• _Exercise requirements_: Reproduce the forum post about the misleading epoll_create1 error between "The current behaviour" and "easy to fix.", inclusive, switching "long-lived" to "persistent".

• _Text block_:
────────────────────

Hi,
I ran something which triggered the error in $subject. Except that it turns
out that
a) epoll_create1() was not being called
b) we didn't actually hit EMFILE or even max_safe_fds
The reason for the failure is that we have:
if (!AcquireExternalFD())
{
/* treat this as though epoll_create1 itself returned EMFILE */
elog(ERROR, "epoll_create1 failed: %m");
}
and
bool
AcquireExternalFD(void)
{
/*
* We don't want more than max_safe_fds / 3 FDs to be consumed for
* "external" FDs.
*/
if (numExternalFDs < max_safe_fds / 3)
{
ReserveExternalFD();
return true;
}
errno = EMFILE;
return false;
}
I think it's rather confusing to claim that epoll_create1() failed when we
didn't even call it.
Why are we misattributing the failure to a system call that we didn't make?
The current behaviour was introduced in
commit 3d475515a15f70a4a3f36fbbba93db6877ff8346
Author: Tom Lane <tgl@sss.pgh.pa.us>
Date: 2020-02-24 17:28:33 -0500
Account explicitly for long-lived FDs that are allocated outside fd.c.
I also wish we wouldn't report EMFILE when we didn't actually reach any hard
limit - that makes the system behaviour unnecessarily confusing. But that's
not quite so easy to fix.
How about making the error message something like
elog(ERROR, "AcquireExternalFD, for epoll_create1, failed: %m");
Greetings,
Andres Freund

────────────────────

• _Dataset entries_:
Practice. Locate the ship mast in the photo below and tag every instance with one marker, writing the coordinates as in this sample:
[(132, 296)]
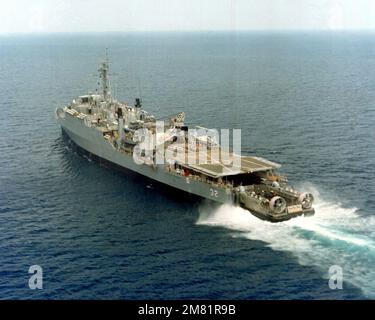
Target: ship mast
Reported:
[(103, 71)]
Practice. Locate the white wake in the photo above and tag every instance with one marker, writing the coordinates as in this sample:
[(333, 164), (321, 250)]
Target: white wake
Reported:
[(334, 236)]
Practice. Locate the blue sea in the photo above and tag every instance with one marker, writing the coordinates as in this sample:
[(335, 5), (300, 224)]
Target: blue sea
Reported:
[(305, 100)]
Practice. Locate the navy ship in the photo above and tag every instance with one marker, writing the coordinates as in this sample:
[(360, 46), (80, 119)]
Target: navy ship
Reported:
[(116, 133)]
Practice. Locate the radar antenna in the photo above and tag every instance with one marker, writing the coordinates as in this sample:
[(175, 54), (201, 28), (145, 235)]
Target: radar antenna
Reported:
[(103, 71)]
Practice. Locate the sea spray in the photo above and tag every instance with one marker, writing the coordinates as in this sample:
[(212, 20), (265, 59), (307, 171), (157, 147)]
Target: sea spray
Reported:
[(334, 236)]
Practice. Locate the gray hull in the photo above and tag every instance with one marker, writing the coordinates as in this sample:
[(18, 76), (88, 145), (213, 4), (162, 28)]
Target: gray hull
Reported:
[(92, 141)]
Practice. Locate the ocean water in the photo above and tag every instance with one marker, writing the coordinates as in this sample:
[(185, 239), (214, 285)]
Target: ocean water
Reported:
[(305, 100)]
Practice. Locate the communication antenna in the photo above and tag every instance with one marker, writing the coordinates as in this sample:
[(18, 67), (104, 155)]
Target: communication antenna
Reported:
[(103, 71)]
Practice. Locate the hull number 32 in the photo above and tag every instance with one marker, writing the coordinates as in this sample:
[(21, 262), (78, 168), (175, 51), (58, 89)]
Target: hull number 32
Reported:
[(214, 193)]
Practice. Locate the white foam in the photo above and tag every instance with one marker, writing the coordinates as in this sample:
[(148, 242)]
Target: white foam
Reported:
[(334, 236)]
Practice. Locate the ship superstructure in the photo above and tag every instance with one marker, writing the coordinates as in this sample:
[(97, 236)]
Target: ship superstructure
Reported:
[(113, 131)]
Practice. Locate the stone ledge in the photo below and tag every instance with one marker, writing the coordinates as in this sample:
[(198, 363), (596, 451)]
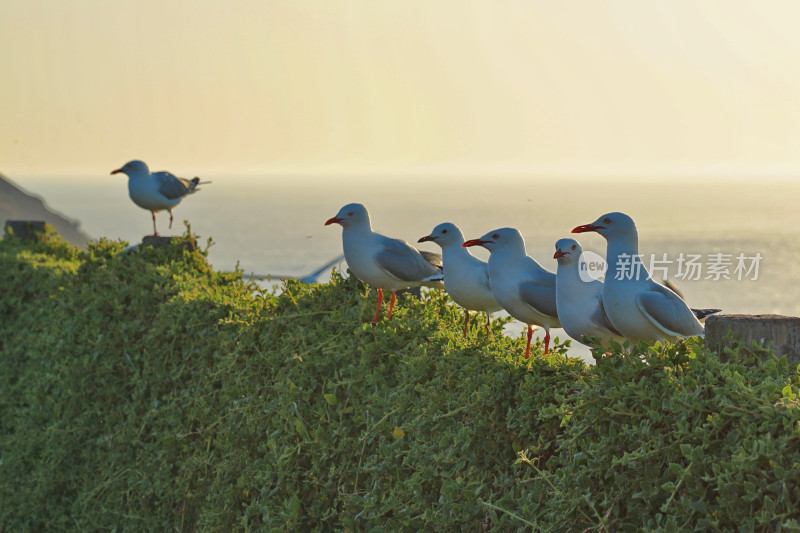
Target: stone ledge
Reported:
[(781, 333)]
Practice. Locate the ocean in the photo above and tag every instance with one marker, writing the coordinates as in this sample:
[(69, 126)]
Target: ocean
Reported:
[(731, 243)]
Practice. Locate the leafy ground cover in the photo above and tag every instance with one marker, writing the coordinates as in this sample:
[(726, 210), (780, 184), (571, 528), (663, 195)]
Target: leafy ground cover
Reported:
[(146, 391)]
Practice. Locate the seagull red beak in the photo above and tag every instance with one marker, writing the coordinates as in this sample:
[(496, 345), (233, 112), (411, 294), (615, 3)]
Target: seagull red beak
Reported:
[(587, 227)]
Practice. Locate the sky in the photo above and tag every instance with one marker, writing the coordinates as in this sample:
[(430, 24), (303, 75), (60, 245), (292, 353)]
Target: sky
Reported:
[(455, 87)]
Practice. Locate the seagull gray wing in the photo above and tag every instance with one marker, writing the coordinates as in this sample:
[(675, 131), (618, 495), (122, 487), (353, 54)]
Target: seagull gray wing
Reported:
[(172, 186), (433, 258), (540, 295), (668, 312), (401, 260)]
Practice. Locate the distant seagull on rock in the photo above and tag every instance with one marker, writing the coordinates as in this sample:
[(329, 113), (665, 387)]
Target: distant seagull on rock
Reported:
[(637, 306), (466, 278), (524, 289), (579, 298), (381, 261), (159, 191)]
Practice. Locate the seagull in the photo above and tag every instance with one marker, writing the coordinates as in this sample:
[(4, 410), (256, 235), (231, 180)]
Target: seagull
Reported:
[(381, 261), (524, 289), (158, 191), (637, 306), (578, 298), (466, 278)]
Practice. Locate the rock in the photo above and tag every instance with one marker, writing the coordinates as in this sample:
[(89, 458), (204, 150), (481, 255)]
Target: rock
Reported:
[(17, 204), (780, 333), (24, 229)]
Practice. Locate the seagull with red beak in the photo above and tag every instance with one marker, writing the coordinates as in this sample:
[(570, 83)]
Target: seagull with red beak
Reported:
[(579, 298), (157, 191), (383, 262), (637, 306), (524, 289), (466, 278)]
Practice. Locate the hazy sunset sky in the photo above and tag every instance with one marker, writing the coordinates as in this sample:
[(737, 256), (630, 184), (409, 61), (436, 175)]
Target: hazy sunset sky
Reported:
[(421, 86)]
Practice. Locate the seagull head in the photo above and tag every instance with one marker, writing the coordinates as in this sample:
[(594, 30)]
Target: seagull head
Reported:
[(567, 251), (350, 215), (445, 234), (132, 168), (610, 225), (503, 238)]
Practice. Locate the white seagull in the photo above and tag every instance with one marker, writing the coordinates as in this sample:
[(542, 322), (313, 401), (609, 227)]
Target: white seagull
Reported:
[(159, 191), (466, 278), (637, 306), (579, 298), (524, 289), (381, 261)]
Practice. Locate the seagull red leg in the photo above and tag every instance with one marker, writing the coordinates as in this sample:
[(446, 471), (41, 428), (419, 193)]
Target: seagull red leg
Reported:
[(378, 307), (391, 305), (528, 347)]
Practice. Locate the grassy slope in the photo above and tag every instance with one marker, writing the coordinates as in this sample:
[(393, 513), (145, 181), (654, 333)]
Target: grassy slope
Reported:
[(147, 392)]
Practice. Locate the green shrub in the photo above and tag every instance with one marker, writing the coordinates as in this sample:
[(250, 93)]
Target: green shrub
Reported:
[(146, 391)]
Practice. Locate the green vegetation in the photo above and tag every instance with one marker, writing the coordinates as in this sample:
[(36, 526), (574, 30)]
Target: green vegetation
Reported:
[(145, 391)]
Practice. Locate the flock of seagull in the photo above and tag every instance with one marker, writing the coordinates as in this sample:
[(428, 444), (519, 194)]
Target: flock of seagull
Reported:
[(621, 307)]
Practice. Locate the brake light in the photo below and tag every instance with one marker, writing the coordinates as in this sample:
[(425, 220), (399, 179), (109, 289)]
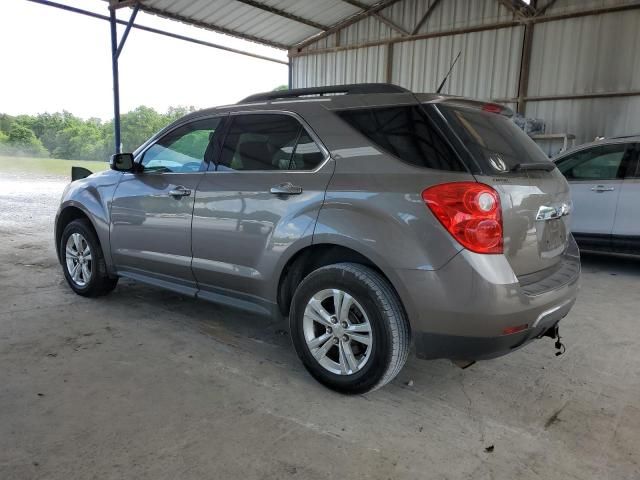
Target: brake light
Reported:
[(470, 212), (492, 108)]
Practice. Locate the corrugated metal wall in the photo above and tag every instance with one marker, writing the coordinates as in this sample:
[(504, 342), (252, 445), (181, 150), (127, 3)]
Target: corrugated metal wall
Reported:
[(583, 55)]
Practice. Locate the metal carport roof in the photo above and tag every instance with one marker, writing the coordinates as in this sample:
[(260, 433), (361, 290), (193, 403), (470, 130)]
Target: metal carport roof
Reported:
[(283, 24)]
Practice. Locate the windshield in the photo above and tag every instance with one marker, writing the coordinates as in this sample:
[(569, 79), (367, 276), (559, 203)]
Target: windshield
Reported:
[(494, 140)]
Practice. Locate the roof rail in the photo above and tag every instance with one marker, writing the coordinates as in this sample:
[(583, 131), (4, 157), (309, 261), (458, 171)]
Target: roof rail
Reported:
[(620, 137), (356, 88)]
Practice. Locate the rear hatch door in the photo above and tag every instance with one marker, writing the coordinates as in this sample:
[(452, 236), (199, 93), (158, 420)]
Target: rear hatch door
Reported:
[(534, 195)]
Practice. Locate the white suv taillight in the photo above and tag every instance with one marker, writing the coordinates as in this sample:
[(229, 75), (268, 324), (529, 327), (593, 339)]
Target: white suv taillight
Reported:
[(470, 212)]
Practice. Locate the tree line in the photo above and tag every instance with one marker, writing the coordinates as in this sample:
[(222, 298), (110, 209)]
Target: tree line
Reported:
[(63, 135)]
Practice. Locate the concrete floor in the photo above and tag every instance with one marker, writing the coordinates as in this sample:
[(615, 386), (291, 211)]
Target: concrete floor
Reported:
[(146, 384)]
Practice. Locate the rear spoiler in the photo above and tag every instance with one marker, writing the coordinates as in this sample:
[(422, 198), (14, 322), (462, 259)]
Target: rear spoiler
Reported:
[(527, 167)]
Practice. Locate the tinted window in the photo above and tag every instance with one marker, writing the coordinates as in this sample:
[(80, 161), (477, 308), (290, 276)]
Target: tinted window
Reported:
[(600, 163), (181, 150), (405, 132), (268, 142), (492, 139)]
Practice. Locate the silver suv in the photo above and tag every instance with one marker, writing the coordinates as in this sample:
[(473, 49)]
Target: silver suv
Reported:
[(373, 217)]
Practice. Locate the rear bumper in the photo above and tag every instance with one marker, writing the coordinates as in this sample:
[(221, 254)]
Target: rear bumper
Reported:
[(461, 311), (455, 347)]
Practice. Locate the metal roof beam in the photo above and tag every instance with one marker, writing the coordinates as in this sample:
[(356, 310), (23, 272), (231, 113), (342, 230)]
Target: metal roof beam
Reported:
[(157, 31), (125, 35), (211, 27), (511, 6), (379, 16), (282, 13), (544, 8), (345, 23), (296, 52), (425, 17)]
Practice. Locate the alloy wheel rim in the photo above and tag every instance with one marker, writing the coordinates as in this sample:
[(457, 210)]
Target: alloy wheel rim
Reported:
[(79, 259), (337, 331)]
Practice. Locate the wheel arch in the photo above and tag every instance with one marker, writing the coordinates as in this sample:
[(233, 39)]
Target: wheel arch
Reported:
[(68, 214), (314, 256)]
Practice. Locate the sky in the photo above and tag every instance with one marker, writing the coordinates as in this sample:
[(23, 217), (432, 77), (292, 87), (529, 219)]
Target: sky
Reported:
[(54, 60)]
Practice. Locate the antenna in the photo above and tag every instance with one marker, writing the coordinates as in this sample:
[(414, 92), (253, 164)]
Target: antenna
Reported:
[(444, 80)]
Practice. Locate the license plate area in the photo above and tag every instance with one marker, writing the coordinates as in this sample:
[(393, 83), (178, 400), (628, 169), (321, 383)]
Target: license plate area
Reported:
[(552, 237)]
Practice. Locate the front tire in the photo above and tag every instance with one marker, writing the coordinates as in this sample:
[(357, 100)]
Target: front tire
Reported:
[(83, 261), (349, 328)]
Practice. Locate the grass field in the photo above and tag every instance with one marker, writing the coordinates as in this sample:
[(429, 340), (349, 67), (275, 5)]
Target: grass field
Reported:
[(47, 166)]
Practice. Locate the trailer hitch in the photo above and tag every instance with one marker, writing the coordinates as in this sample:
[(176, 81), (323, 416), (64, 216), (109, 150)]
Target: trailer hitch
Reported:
[(554, 332)]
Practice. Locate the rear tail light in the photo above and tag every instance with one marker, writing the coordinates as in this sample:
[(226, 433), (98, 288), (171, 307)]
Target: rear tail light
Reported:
[(470, 212)]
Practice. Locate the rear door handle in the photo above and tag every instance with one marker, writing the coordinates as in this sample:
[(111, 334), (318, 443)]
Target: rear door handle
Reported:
[(179, 192), (287, 188), (602, 188)]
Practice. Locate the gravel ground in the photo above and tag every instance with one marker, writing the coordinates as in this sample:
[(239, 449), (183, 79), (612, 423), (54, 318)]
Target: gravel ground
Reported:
[(146, 384)]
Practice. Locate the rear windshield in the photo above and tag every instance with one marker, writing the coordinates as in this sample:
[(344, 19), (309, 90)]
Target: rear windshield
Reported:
[(407, 133), (494, 140)]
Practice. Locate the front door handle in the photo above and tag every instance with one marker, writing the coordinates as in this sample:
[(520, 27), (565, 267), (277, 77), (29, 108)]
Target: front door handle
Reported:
[(287, 188), (602, 188), (179, 192)]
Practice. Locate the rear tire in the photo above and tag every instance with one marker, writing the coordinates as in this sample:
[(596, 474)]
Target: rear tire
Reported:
[(349, 328), (83, 261)]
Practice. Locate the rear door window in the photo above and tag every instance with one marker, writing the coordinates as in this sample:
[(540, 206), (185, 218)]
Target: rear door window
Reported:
[(605, 162), (183, 150), (494, 141), (268, 142), (405, 132)]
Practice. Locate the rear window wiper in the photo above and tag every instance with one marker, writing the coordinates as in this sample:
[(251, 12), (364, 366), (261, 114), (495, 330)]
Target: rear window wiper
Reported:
[(524, 167)]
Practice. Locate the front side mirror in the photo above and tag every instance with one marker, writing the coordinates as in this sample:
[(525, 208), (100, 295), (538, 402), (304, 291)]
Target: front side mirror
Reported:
[(122, 162)]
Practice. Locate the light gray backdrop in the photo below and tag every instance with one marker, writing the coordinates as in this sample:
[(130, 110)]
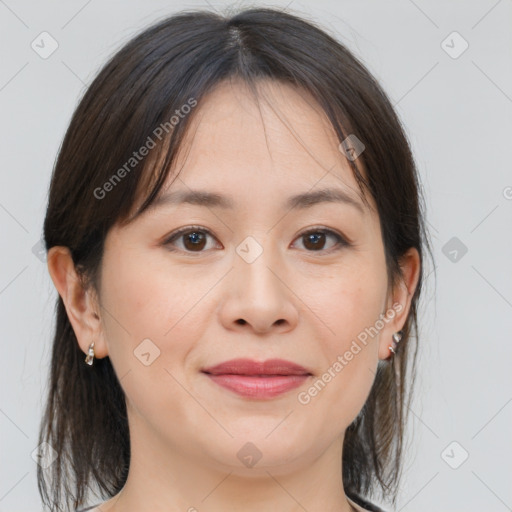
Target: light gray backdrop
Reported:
[(447, 68)]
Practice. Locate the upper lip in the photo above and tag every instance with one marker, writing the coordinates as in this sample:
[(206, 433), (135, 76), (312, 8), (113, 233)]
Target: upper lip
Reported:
[(251, 367)]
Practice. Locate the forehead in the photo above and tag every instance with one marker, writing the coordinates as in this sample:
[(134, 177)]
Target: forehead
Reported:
[(280, 137)]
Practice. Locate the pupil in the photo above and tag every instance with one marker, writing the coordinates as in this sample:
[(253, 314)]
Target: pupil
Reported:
[(196, 240), (315, 238)]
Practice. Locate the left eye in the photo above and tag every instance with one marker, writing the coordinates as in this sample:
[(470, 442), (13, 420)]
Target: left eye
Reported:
[(195, 239), (315, 239)]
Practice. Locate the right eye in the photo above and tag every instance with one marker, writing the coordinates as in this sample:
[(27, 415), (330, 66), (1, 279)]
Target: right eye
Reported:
[(193, 238)]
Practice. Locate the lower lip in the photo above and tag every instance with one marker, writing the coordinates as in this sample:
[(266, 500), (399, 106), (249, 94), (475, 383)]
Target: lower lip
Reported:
[(259, 387)]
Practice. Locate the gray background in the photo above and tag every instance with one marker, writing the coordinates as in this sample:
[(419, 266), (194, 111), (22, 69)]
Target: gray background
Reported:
[(457, 109)]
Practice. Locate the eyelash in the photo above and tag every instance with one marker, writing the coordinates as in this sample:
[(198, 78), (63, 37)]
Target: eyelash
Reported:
[(341, 241)]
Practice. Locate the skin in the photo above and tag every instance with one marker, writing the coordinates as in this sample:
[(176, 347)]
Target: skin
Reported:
[(298, 303)]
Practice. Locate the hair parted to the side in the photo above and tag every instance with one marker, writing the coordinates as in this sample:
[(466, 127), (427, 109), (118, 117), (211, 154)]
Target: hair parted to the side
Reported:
[(180, 59)]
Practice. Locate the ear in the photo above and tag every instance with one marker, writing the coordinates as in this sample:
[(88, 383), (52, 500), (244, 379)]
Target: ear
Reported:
[(399, 300), (82, 306)]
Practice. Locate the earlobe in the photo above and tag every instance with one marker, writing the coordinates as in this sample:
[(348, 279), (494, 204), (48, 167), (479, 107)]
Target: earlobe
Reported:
[(401, 304), (77, 301)]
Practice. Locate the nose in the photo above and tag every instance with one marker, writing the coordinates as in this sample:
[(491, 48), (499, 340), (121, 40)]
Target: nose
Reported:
[(258, 296)]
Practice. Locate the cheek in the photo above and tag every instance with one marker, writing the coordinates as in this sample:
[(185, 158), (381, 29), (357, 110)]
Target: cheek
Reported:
[(151, 315)]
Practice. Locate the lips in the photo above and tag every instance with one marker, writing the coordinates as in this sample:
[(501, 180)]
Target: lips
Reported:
[(258, 380), (249, 367)]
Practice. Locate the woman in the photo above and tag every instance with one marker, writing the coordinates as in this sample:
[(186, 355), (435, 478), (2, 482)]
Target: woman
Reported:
[(235, 233)]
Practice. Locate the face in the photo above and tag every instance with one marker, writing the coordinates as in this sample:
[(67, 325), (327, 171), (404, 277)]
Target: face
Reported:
[(189, 285)]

────────────────────

• _Task response_:
The current behaviour was introduced in
commit 3d475515a15f70a4a3f36fbbba93db6877ff8346
Author: Tom Lane <tgl@sss.pgh.pa.us>
Date: 2020-02-24 17:28:33 -0500
Account explicitly for persistent FDs that are allocated outside fd.c.
I also wish we wouldn't report EMFILE when we didn't actually reach any hard
limit - that makes the system behaviour unnecessarily confusing. But that's
not quite so easy to fix.